#### [TEXT SHOWN]

◆ ◆ ◆ ◆ ◆ ◆ ◆

Bristol Meets the World

About the project:

Bristol Meets the World is a project that encourages cultural exchange through cooking, shared meals and food-related workshops and talks. The group supports individuals to feel less lonely and socially isolated through a peer support setting.  

Bristol Meets the World goes out to various community groups and supported living providers to run cooking workshops. Anchor Hanover Housing is one such partner who now run the workshops monthly. Recent sessions have focused on the food and cultures from several Asian and South East Asian countries including India, China, Indonesia and more.

So far, Anchor Hanover have delivered 22 sessions to a group of approximately 10-15 participants. One of the biggest successes Anchor Hanover has achieved is building a dedicated base of participants who regularly attend and enjoy the sessions. Jean and Chris are two participants who regularly attend.

 

Stories from participants: Jean and Chris

Jean’s sense of smell and taste have lessened over the years, she can only taste very strong flavours like sweet and spicy.  Jean’s favourite dish so far has been the Onde Onde dessert from Indonesia made by the tutor Heriaty, which she thought was “very nice”.

Jean enjoys coming to the sessions because she believes that they are more than just about cookery and nutrition. Jean said, “‘I’ve been here at Blaise Weston Court for five years but I still don’t know all the residents! Coming to the sessions has introduced me to some people I hadn’t met before.”

Jean is planning on attending and volunteering at the Bristol Meets the World special event at Cabot Circus in 2020. This will be the first time she ventures out of Blaise Weston Court since she moved to the home. 

Chris has had a number of serious medical conditions in recent years, which have affected her wellbeing and happiness, including experiencing depression following the death of her long-term partner. Chris has said that engaging with the cookery programme is something positive in her life that she can look forward to.

◆ ◆ ◆ ◆ ◆ ◆ ◆

#### [REQUIREMENT]
Pick up the account of the Bristol Meets the World cooking project after its last sentence and continue it. The material that follows is separate from the text about Bristol Meets the World.

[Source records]
◆ ◆ ◆ ◆ ◆ ◆ ◆

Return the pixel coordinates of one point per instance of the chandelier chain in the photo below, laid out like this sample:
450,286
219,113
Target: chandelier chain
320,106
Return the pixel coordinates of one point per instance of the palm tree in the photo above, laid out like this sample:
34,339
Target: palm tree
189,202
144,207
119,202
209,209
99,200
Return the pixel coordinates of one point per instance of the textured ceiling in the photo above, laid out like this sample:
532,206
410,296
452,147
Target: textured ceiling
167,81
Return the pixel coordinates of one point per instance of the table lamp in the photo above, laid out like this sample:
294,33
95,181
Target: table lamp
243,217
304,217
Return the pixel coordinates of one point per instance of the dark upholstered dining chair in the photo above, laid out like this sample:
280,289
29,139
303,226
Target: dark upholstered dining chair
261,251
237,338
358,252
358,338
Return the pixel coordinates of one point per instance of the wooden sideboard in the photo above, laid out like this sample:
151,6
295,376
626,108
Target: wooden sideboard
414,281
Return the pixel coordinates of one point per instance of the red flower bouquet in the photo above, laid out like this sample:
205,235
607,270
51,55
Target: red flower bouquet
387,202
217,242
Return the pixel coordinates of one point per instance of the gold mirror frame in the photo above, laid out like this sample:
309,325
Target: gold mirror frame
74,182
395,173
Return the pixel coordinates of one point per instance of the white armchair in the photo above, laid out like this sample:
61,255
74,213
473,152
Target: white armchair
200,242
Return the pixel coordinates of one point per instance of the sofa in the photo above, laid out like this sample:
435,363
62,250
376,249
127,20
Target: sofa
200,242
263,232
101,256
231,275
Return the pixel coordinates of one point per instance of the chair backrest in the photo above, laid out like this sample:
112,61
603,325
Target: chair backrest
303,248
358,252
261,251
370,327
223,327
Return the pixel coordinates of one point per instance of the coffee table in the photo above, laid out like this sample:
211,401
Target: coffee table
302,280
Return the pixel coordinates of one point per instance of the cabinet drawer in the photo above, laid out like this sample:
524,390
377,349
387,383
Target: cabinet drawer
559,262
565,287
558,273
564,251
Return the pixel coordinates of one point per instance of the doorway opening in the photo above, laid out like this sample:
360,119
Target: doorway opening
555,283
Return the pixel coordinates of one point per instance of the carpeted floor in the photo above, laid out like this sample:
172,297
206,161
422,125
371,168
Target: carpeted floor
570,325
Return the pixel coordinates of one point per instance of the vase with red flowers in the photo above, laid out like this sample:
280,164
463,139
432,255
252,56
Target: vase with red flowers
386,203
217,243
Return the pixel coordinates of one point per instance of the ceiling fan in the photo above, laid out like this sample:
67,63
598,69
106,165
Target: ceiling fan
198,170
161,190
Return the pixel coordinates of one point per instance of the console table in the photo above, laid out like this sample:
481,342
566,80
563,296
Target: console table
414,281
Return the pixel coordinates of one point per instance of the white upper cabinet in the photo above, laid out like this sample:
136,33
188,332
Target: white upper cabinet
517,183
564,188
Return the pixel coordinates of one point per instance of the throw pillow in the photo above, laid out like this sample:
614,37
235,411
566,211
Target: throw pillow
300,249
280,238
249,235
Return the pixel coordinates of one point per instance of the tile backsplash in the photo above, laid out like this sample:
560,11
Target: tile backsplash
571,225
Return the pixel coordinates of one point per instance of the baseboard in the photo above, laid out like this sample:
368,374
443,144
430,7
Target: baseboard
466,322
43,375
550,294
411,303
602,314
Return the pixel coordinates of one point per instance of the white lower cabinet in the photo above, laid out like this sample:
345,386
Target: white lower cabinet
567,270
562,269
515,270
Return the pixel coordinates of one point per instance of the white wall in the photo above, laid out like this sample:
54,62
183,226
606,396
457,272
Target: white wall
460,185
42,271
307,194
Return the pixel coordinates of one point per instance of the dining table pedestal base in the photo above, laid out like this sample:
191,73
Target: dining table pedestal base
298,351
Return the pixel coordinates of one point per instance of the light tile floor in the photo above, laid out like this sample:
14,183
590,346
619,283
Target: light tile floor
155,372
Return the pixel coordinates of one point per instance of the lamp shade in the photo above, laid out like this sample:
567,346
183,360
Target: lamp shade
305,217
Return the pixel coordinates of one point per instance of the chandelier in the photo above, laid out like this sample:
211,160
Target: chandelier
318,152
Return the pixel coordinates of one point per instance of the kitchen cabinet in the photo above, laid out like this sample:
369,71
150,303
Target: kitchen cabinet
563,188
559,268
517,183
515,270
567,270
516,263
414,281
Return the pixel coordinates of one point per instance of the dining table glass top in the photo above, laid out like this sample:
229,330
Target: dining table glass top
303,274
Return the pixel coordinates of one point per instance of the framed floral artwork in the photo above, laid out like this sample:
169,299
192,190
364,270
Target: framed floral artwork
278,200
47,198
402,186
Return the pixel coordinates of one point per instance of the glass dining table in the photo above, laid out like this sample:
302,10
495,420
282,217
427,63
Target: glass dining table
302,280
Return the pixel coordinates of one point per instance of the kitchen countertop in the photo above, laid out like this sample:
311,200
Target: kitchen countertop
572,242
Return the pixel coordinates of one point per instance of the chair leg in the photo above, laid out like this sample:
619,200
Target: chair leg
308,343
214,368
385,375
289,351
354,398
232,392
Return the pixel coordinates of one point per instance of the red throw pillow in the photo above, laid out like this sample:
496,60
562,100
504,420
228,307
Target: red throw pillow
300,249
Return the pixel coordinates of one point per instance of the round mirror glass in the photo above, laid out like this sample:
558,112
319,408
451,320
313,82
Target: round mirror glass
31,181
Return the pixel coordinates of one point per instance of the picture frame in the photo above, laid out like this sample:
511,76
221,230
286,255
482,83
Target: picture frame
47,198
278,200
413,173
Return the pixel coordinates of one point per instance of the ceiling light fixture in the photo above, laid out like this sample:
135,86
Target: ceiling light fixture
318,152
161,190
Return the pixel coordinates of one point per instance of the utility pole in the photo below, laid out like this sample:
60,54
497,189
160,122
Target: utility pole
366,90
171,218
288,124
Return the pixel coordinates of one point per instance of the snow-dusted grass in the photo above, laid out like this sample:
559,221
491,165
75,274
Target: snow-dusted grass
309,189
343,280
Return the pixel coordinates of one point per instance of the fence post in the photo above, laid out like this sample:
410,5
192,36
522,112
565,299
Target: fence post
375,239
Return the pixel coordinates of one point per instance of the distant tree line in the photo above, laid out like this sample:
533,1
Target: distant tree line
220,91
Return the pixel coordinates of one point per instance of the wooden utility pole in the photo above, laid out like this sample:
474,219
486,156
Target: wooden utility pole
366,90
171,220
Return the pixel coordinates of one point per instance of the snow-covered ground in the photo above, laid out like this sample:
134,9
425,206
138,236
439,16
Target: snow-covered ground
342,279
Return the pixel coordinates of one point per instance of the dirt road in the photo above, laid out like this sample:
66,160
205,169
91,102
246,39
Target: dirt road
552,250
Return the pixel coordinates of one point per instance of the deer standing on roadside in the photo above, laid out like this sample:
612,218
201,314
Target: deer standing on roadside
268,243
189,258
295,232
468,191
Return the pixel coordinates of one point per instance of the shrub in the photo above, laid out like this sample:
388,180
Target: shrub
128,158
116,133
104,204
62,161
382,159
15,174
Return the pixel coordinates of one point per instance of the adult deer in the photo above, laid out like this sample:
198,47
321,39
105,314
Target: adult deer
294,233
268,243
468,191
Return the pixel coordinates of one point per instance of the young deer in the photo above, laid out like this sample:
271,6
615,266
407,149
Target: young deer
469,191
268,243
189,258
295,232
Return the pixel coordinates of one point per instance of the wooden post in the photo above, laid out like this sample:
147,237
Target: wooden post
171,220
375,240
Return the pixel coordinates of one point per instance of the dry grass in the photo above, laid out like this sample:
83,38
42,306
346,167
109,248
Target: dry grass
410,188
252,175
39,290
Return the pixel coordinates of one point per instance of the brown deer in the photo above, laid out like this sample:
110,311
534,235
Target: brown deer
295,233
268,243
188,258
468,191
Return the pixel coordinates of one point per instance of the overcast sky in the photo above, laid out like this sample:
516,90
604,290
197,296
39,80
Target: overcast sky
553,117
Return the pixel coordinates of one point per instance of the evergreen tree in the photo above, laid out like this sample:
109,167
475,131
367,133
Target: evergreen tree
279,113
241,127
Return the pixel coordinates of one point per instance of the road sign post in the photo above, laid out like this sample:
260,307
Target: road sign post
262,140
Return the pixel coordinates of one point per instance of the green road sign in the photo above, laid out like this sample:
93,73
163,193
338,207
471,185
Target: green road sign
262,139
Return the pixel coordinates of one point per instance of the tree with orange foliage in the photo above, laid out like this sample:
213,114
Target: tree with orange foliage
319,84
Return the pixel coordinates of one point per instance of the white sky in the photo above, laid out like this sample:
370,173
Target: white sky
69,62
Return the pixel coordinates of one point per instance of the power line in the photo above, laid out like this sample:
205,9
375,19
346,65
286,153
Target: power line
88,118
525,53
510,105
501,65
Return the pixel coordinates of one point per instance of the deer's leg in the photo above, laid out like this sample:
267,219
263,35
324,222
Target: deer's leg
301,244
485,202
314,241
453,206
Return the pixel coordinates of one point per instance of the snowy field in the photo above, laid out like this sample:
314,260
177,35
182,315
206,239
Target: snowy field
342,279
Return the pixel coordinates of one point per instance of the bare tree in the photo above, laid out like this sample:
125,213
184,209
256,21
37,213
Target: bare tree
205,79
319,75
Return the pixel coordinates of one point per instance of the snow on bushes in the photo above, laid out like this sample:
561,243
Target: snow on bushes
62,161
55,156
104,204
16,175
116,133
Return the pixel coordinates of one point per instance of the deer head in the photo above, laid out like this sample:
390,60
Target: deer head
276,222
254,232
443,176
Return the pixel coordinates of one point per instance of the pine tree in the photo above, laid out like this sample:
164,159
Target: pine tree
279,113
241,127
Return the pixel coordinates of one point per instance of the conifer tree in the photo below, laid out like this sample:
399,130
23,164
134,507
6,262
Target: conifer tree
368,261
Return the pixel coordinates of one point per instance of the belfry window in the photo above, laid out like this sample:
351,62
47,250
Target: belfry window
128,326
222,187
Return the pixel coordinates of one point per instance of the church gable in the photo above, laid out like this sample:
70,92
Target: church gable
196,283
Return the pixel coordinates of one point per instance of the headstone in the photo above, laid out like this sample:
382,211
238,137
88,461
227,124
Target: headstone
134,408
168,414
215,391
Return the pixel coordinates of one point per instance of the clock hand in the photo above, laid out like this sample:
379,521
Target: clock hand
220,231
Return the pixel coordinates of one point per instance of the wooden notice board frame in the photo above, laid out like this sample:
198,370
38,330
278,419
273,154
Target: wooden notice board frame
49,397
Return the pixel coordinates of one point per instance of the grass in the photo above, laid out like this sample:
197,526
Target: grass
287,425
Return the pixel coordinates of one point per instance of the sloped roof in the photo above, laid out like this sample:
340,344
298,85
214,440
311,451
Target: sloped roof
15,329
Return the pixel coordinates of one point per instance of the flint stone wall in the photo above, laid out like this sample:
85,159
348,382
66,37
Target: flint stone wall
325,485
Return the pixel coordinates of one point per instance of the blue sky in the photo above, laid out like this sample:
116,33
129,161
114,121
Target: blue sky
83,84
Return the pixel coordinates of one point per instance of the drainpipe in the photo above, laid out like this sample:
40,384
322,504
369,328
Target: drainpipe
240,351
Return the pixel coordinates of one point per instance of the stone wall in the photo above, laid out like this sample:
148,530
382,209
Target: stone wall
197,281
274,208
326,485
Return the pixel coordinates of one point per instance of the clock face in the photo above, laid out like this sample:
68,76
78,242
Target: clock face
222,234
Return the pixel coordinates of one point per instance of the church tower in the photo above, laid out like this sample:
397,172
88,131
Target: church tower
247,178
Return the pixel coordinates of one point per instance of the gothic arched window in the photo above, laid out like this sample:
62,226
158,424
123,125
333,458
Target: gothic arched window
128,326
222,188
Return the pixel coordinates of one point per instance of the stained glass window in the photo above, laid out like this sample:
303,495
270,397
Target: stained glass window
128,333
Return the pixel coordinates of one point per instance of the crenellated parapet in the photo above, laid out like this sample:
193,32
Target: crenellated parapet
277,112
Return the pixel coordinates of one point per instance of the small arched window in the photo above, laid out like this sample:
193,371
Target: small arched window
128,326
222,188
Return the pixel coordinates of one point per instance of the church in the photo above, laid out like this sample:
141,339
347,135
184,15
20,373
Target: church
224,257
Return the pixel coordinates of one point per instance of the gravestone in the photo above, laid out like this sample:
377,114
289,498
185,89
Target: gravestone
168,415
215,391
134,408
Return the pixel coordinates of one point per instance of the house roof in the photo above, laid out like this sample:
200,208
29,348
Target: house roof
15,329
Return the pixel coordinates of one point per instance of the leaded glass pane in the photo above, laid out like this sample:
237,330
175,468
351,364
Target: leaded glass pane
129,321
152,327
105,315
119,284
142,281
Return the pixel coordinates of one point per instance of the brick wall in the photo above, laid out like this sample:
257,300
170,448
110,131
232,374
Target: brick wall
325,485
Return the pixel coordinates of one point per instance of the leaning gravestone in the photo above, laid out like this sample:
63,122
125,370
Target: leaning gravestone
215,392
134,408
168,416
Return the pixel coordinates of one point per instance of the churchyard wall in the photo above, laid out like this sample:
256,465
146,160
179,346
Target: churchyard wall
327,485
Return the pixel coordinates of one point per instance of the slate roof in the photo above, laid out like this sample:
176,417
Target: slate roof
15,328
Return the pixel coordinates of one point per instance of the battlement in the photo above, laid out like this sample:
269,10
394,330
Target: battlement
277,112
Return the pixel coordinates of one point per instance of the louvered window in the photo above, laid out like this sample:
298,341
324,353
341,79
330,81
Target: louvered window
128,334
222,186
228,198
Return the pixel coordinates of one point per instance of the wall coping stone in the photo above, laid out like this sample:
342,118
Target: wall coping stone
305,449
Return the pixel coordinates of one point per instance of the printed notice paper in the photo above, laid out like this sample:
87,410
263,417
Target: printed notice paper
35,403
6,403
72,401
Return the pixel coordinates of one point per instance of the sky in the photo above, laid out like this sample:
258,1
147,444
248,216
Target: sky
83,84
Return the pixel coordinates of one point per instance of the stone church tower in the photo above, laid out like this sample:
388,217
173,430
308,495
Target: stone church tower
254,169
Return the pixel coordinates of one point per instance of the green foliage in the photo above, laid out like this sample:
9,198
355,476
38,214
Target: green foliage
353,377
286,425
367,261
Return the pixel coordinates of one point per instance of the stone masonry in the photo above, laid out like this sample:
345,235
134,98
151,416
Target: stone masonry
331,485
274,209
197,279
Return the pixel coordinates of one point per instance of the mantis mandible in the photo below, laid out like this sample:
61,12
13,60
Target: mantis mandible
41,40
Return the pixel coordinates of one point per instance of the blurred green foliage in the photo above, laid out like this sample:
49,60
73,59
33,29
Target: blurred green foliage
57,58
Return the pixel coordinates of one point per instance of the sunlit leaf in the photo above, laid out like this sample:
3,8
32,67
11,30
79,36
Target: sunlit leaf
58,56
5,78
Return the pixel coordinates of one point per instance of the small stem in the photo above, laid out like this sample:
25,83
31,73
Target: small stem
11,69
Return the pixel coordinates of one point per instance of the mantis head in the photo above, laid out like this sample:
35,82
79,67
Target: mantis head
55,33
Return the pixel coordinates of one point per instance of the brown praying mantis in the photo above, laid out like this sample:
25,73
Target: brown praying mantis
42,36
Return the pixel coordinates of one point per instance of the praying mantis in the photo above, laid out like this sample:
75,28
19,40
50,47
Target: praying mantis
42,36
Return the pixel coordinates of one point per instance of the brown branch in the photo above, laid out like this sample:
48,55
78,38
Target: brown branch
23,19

◆ ◆ ◆ ◆ ◆ ◆ ◆

#### [EXPECTED OUTPUT]
Chris said, “I used to love cooking and would cook often but now I can’t remember the steps of how to cook as I have short term memory loss. Coming to the sessions reminds me of cooking and allows me to try to remember and pick up the skills I once had. After the past few years, this project is like a light in a dark tunnel, it has allowed me to conjure up some remembrance of the past.”

Chris has engaged with the project by not only re-learning how to cook, but also by gaining enough confidence to volunteer in leading a session for the project in October (with some assistance from a helper). She will be cooking a traditional Hungarian dish called ‘Rántott hús’.

 

Learning:

Bristol Meets the World and their partners have learnt that the more feedback that is taken on board by the facilitators, the more engaged the participants are. For example, participants said they were interested in learning simple recipes that they would be able to replicate themselves. When simpler recipes were introduced the sessions had higher levels of engagement which also helped to create a good rapport between the facilitators and the participants.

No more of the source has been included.